### [TASK OBJECTIVE]
Starting at the line that holds "Where can the car door", copy every line exactly through the end of the data, and no others.

----- DATA SUPPLIED

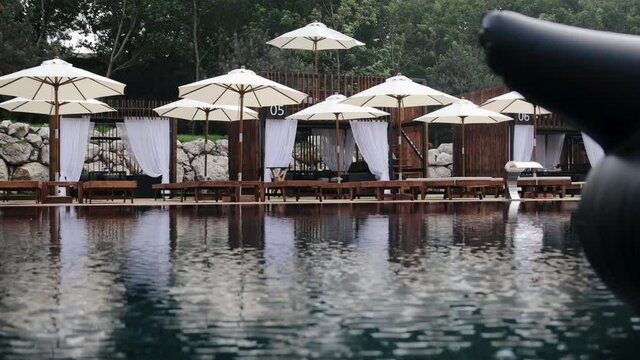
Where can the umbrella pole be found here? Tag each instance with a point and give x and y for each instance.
(463, 160)
(206, 139)
(399, 131)
(54, 157)
(338, 147)
(240, 138)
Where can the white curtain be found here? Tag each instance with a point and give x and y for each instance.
(549, 149)
(279, 137)
(594, 150)
(371, 137)
(522, 142)
(74, 138)
(347, 147)
(150, 143)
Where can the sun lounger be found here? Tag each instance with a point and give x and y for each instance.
(20, 185)
(109, 189)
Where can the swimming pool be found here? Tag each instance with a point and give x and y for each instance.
(446, 280)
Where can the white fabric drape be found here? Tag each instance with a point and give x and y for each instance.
(149, 140)
(74, 138)
(371, 137)
(347, 147)
(522, 142)
(279, 137)
(549, 149)
(595, 153)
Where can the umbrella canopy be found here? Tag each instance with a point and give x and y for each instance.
(314, 36)
(54, 80)
(513, 103)
(241, 87)
(333, 109)
(47, 107)
(198, 110)
(400, 91)
(463, 112)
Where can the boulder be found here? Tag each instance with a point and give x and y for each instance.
(446, 148)
(182, 157)
(31, 171)
(4, 171)
(439, 171)
(18, 130)
(93, 152)
(196, 147)
(189, 176)
(433, 153)
(4, 126)
(35, 155)
(14, 151)
(44, 155)
(34, 139)
(444, 159)
(44, 133)
(217, 167)
(222, 147)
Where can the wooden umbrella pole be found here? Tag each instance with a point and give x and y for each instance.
(240, 135)
(463, 156)
(206, 139)
(338, 147)
(399, 131)
(54, 156)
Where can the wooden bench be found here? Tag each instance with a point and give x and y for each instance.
(170, 188)
(299, 187)
(110, 187)
(20, 185)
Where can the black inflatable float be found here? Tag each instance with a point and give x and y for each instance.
(591, 78)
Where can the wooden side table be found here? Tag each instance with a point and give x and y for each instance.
(46, 185)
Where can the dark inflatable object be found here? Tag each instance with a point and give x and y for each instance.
(591, 78)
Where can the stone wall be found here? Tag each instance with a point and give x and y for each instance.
(24, 155)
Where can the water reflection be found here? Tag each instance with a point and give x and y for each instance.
(381, 280)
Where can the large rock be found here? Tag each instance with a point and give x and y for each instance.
(439, 171)
(44, 155)
(182, 157)
(43, 132)
(221, 147)
(444, 159)
(14, 151)
(217, 167)
(433, 154)
(18, 130)
(4, 126)
(31, 171)
(34, 139)
(446, 148)
(93, 152)
(4, 171)
(196, 147)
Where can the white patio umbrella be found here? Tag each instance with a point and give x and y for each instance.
(198, 110)
(57, 80)
(463, 112)
(514, 103)
(314, 36)
(400, 91)
(47, 107)
(241, 87)
(331, 109)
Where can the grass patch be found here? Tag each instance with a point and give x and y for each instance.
(183, 138)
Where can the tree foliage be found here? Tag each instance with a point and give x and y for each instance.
(156, 45)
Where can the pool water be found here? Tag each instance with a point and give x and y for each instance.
(437, 280)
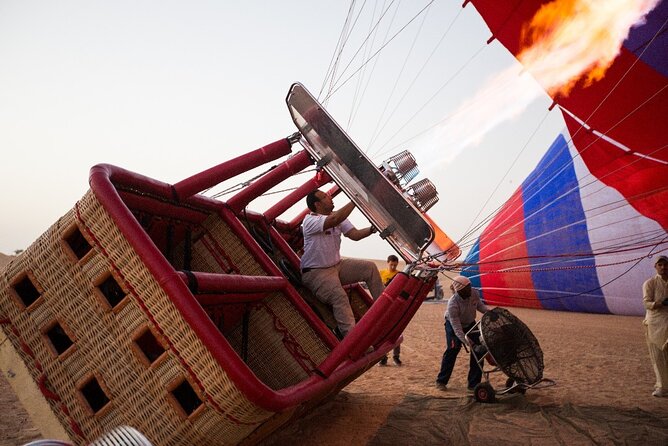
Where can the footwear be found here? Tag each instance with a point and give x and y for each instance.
(660, 393)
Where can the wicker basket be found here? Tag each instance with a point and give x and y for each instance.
(107, 346)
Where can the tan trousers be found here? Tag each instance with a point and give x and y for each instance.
(327, 286)
(658, 354)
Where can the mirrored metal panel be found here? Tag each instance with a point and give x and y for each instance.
(399, 221)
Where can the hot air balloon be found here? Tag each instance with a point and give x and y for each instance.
(580, 232)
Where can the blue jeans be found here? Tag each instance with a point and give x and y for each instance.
(453, 345)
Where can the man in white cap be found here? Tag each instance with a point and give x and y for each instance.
(460, 318)
(655, 299)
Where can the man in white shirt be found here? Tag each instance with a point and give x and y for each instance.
(459, 319)
(655, 299)
(323, 270)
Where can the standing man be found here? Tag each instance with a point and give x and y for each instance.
(655, 299)
(386, 275)
(460, 318)
(323, 271)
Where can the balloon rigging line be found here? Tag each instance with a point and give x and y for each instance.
(343, 40)
(338, 86)
(336, 55)
(357, 101)
(564, 194)
(424, 105)
(377, 131)
(333, 88)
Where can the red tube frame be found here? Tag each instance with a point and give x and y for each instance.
(103, 181)
(217, 174)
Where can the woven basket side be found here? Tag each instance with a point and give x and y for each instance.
(278, 332)
(103, 342)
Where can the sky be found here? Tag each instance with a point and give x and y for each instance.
(168, 88)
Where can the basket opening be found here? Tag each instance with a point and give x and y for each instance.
(94, 394)
(149, 346)
(26, 290)
(59, 339)
(77, 243)
(186, 397)
(111, 291)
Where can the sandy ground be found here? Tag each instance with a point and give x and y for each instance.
(599, 362)
(602, 396)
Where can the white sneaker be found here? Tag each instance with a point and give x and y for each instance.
(660, 393)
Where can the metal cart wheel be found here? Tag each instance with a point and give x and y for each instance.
(510, 382)
(484, 393)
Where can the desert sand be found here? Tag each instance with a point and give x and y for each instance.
(602, 394)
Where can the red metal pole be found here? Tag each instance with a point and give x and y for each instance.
(284, 170)
(318, 180)
(217, 174)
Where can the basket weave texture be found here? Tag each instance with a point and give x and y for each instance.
(103, 337)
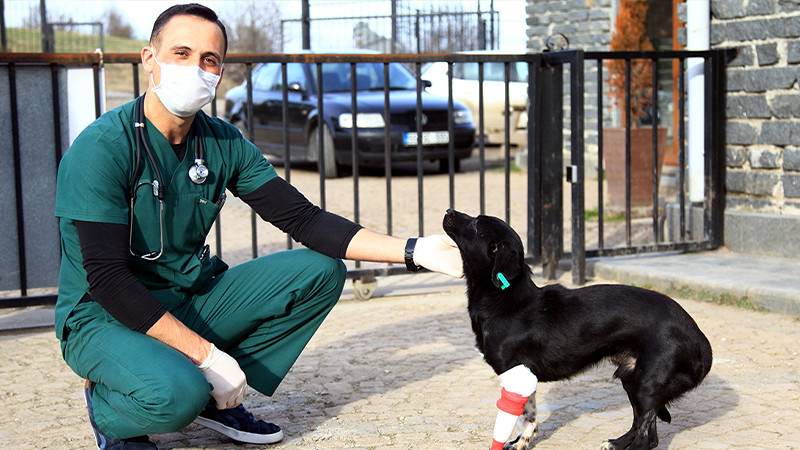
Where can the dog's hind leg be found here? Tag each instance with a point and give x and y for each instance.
(529, 427)
(626, 439)
(646, 434)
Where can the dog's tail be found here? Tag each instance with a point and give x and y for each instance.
(663, 414)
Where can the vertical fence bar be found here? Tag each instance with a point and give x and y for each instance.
(628, 121)
(534, 166)
(56, 113)
(98, 109)
(354, 143)
(15, 143)
(481, 141)
(600, 175)
(655, 149)
(387, 140)
(321, 140)
(682, 147)
(507, 139)
(135, 69)
(420, 204)
(218, 220)
(715, 145)
(251, 135)
(287, 152)
(577, 143)
(451, 137)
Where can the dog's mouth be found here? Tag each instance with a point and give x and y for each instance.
(448, 223)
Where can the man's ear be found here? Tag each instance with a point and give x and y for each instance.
(506, 262)
(147, 59)
(221, 73)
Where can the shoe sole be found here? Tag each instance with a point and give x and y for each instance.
(240, 436)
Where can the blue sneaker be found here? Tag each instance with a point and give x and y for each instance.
(104, 442)
(239, 425)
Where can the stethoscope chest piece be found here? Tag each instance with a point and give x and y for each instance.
(198, 173)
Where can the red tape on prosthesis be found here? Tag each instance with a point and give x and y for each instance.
(511, 402)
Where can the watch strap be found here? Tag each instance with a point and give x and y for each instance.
(409, 255)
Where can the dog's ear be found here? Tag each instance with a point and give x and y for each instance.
(506, 263)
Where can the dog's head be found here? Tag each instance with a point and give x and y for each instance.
(489, 248)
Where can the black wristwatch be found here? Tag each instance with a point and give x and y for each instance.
(409, 255)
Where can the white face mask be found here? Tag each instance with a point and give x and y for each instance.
(184, 89)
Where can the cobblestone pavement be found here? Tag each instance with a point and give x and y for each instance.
(400, 371)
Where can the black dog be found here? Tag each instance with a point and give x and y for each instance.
(556, 332)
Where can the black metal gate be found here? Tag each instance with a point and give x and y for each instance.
(559, 91)
(545, 227)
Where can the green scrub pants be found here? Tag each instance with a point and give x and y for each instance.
(262, 313)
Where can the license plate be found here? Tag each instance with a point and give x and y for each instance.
(428, 138)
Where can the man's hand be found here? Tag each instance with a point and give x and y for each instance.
(228, 381)
(439, 253)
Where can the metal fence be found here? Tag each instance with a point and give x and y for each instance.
(532, 199)
(405, 30)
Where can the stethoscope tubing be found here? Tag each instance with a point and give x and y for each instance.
(198, 174)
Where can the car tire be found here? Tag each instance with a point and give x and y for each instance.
(331, 168)
(444, 165)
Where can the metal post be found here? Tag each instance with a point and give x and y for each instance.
(394, 26)
(3, 37)
(416, 33)
(576, 94)
(547, 160)
(47, 32)
(306, 19)
(491, 23)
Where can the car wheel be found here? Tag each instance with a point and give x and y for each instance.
(444, 165)
(331, 168)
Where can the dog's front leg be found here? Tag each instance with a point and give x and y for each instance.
(529, 427)
(518, 385)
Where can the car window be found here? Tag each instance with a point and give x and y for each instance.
(369, 76)
(264, 77)
(522, 71)
(469, 71)
(294, 75)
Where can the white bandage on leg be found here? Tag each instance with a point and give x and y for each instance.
(518, 383)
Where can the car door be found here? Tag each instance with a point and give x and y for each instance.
(265, 100)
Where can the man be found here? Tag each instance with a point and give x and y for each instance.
(162, 332)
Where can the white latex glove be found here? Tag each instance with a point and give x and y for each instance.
(228, 381)
(439, 253)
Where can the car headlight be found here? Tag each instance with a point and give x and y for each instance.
(365, 120)
(462, 117)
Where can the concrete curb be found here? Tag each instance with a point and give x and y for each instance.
(766, 282)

----------

### [ANSWER TO THIS TASK]
Where can the car door be found here? Tag each instance with a point and give x and y for each instance.
(265, 100)
Where can the man be found here? Tag each instance with a point and give x and y for each instance.
(162, 332)
Where can the white latex glove be found here? Tag each instance with a point and give x and y for each instance.
(228, 381)
(439, 253)
Where can the car headlight be found here? Tag each instance with a point and give x and y for each instance.
(365, 120)
(462, 117)
Where can the concrete curb be found here? Tag each instance with a point and give x and y for each instance.
(766, 282)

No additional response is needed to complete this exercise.